**AIM OF THE EXERCISE:** Reproduce the entries below character for character.

**Collected data:**
•••••
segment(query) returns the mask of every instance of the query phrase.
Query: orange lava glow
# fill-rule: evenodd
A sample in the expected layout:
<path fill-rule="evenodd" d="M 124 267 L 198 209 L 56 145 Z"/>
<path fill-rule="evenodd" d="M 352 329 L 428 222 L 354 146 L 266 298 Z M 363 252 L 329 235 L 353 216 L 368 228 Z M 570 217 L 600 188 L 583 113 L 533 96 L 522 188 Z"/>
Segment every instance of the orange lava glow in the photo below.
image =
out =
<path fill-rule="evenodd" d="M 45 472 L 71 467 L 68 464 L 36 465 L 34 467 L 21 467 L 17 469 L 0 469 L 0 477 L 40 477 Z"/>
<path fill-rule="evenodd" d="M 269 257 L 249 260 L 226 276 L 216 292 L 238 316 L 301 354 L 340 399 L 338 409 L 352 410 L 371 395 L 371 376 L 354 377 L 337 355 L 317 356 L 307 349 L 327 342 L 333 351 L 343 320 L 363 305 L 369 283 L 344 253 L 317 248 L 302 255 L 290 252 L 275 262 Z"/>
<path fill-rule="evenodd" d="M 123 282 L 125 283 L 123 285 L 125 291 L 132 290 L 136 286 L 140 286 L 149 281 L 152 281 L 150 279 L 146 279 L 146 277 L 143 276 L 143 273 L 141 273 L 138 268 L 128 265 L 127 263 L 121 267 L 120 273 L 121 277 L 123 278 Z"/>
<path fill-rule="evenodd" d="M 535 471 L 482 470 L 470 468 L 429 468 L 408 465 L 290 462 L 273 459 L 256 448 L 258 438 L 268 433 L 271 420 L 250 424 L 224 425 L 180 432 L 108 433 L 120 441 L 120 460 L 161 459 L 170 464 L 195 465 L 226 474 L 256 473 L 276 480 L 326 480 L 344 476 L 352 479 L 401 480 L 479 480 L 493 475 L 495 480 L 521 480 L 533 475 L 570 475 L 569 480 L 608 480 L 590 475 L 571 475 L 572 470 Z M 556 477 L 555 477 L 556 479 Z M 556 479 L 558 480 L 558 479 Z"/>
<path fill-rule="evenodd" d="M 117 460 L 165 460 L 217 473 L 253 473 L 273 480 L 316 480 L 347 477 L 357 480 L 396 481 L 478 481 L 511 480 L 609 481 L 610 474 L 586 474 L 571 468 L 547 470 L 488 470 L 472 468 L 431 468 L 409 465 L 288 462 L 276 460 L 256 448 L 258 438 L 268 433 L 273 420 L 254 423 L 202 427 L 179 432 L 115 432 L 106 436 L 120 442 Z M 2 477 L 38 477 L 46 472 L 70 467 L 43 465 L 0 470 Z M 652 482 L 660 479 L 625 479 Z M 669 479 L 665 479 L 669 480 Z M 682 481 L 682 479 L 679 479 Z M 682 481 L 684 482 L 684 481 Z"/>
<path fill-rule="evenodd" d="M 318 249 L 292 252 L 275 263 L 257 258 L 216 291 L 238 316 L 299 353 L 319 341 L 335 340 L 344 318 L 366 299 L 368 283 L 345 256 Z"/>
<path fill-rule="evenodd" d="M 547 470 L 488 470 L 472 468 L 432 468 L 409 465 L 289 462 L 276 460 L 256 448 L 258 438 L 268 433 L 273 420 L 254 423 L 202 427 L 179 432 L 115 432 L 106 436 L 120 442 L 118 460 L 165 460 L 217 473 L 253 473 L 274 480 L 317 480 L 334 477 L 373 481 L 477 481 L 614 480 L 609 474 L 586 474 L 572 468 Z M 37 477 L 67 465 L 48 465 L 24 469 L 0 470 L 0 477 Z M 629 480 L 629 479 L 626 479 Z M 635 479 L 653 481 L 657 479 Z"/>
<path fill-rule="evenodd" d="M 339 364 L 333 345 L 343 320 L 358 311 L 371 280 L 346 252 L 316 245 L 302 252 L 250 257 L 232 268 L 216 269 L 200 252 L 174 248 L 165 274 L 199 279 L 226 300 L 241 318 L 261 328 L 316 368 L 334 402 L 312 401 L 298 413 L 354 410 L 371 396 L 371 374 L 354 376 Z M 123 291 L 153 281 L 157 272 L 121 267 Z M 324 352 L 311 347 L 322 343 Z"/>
•••••
**SOLUTION TO THIS EXERCISE:**
segment(query) returns the mask of every instance of the query phrase.
Query: orange lava glow
# fill-rule: evenodd
A sample in the expected layout:
<path fill-rule="evenodd" d="M 124 267 L 198 209 L 56 145 Z"/>
<path fill-rule="evenodd" d="M 352 329 L 428 222 L 354 146 L 266 298 Z M 363 252 L 329 235 L 353 216 L 368 228 Z M 570 217 L 600 188 L 583 113 L 533 96 L 522 188 Z"/>
Segment every instance of the orange lava glow in the photo below.
image =
out =
<path fill-rule="evenodd" d="M 45 472 L 71 467 L 68 464 L 36 465 L 34 467 L 21 467 L 17 469 L 0 469 L 0 477 L 40 477 Z"/>
<path fill-rule="evenodd" d="M 269 257 L 249 260 L 226 276 L 216 292 L 238 316 L 301 354 L 340 399 L 338 409 L 352 410 L 371 395 L 371 376 L 354 377 L 337 355 L 317 356 L 307 349 L 327 342 L 333 351 L 343 320 L 363 305 L 369 283 L 344 253 L 317 248 L 302 255 L 290 252 L 275 262 Z"/>
<path fill-rule="evenodd" d="M 123 282 L 125 283 L 123 285 L 125 291 L 132 290 L 136 286 L 140 286 L 149 281 L 152 281 L 150 279 L 146 279 L 146 277 L 143 276 L 143 273 L 141 273 L 138 268 L 128 265 L 127 263 L 121 267 L 120 273 L 121 277 L 123 278 Z"/>
<path fill-rule="evenodd" d="M 535 471 L 482 470 L 470 468 L 429 468 L 408 465 L 290 462 L 273 459 L 256 448 L 258 438 L 268 433 L 271 420 L 250 424 L 224 425 L 180 432 L 108 433 L 120 441 L 120 460 L 161 459 L 170 464 L 195 465 L 226 474 L 256 473 L 276 480 L 326 480 L 344 476 L 352 479 L 401 480 L 479 480 L 493 475 L 495 480 L 521 480 L 533 475 L 570 475 L 569 480 L 608 480 L 590 475 L 571 475 L 572 470 Z M 556 477 L 555 477 L 556 479 Z M 556 479 L 558 480 L 558 479 Z"/>
<path fill-rule="evenodd" d="M 117 460 L 165 460 L 217 473 L 253 473 L 273 480 L 316 480 L 347 477 L 357 480 L 396 481 L 478 481 L 511 480 L 609 481 L 610 474 L 586 474 L 571 468 L 547 470 L 488 470 L 472 468 L 431 468 L 409 465 L 288 462 L 276 460 L 256 448 L 258 438 L 268 433 L 273 420 L 254 423 L 202 427 L 179 432 L 115 432 L 106 436 L 120 442 Z M 2 477 L 38 477 L 46 472 L 70 467 L 43 465 L 0 470 Z M 652 482 L 660 479 L 625 479 Z M 669 479 L 665 479 L 669 480 Z M 682 481 L 682 479 L 679 479 Z M 682 481 L 684 482 L 684 481 Z"/>
<path fill-rule="evenodd" d="M 318 249 L 292 252 L 275 263 L 257 258 L 216 291 L 238 316 L 299 353 L 319 341 L 335 340 L 344 318 L 366 299 L 368 283 L 345 256 Z"/>
<path fill-rule="evenodd" d="M 547 470 L 488 470 L 472 468 L 432 468 L 409 465 L 289 462 L 276 460 L 256 448 L 258 438 L 268 433 L 273 420 L 254 423 L 202 427 L 179 432 L 115 432 L 106 436 L 120 442 L 118 460 L 165 460 L 217 473 L 253 473 L 274 480 L 317 480 L 334 477 L 373 481 L 477 481 L 614 480 L 609 474 L 586 474 L 572 468 Z M 37 477 L 67 465 L 48 465 L 24 469 L 0 470 L 0 477 Z M 629 480 L 629 479 L 626 479 Z M 635 479 L 653 481 L 657 479 Z"/>
<path fill-rule="evenodd" d="M 339 364 L 333 345 L 343 320 L 358 311 L 371 280 L 346 252 L 316 245 L 302 252 L 250 257 L 232 268 L 216 269 L 200 252 L 174 248 L 165 274 L 199 279 L 226 300 L 241 318 L 261 328 L 316 368 L 334 402 L 312 401 L 298 413 L 354 410 L 371 396 L 371 374 L 354 376 Z M 123 291 L 153 281 L 157 272 L 121 267 Z M 324 352 L 311 347 L 322 343 Z"/>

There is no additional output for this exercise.